*Referring expression data*:
********

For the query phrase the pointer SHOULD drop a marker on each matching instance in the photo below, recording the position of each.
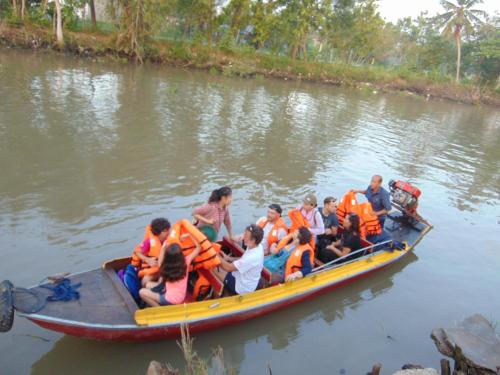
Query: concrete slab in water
(472, 342)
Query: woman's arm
(228, 224)
(195, 252)
(319, 227)
(226, 266)
(201, 213)
(151, 261)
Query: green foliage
(5, 8)
(180, 51)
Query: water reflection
(91, 152)
(234, 340)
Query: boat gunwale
(282, 300)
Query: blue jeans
(381, 220)
(377, 238)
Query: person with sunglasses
(242, 275)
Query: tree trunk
(59, 35)
(92, 13)
(209, 32)
(459, 55)
(14, 8)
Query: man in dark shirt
(379, 198)
(329, 215)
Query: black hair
(217, 194)
(354, 228)
(159, 225)
(276, 207)
(304, 235)
(173, 267)
(256, 233)
(328, 200)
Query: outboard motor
(405, 195)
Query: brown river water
(91, 152)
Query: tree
(59, 34)
(297, 18)
(138, 21)
(92, 13)
(457, 18)
(237, 14)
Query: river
(91, 152)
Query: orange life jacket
(273, 234)
(370, 223)
(294, 262)
(154, 249)
(298, 220)
(201, 286)
(347, 205)
(207, 258)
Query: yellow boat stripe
(198, 311)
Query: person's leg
(151, 298)
(152, 284)
(381, 220)
(146, 279)
(220, 273)
(378, 238)
(230, 283)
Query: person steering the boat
(273, 226)
(329, 215)
(242, 275)
(296, 259)
(379, 198)
(210, 216)
(349, 242)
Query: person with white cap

********

*Exercise prompt*:
Every entry, word for word, should be given again; the pictures are not part of the copy.

*Solution to the problem*:
For the query phrase the pointer SHOULD drop a marker on each matching instance in the photo below, recording the position of each.
Query: concrete slab in water
(472, 342)
Query: woman's arm
(228, 224)
(195, 252)
(319, 227)
(226, 266)
(201, 213)
(151, 261)
Query: green foliage
(5, 8)
(180, 51)
Query: water reflection
(91, 152)
(234, 340)
Query: boat gunwale
(282, 300)
Query: blue jeans
(381, 220)
(377, 238)
Query: person with sunglasses
(242, 275)
Query: tree trunk
(59, 35)
(92, 13)
(209, 32)
(459, 55)
(14, 8)
Query: man in dark shirt
(379, 198)
(329, 215)
Query: black hair
(217, 194)
(354, 228)
(159, 225)
(276, 207)
(304, 235)
(173, 267)
(256, 233)
(328, 200)
Query: outboard motor
(405, 195)
Query: brown river water
(91, 152)
Query: tree
(59, 34)
(297, 18)
(138, 21)
(92, 13)
(457, 18)
(237, 14)
Query: river
(91, 152)
Query: orange life jacket
(273, 234)
(370, 223)
(294, 262)
(154, 249)
(298, 220)
(201, 286)
(347, 205)
(207, 258)
Query: yellow boat stripe
(198, 311)
Query: person's leg
(151, 298)
(152, 284)
(381, 220)
(146, 279)
(220, 273)
(378, 238)
(230, 283)
Query: person steering the boat
(273, 226)
(329, 215)
(242, 275)
(296, 259)
(379, 198)
(210, 216)
(349, 242)
Query: person with white cap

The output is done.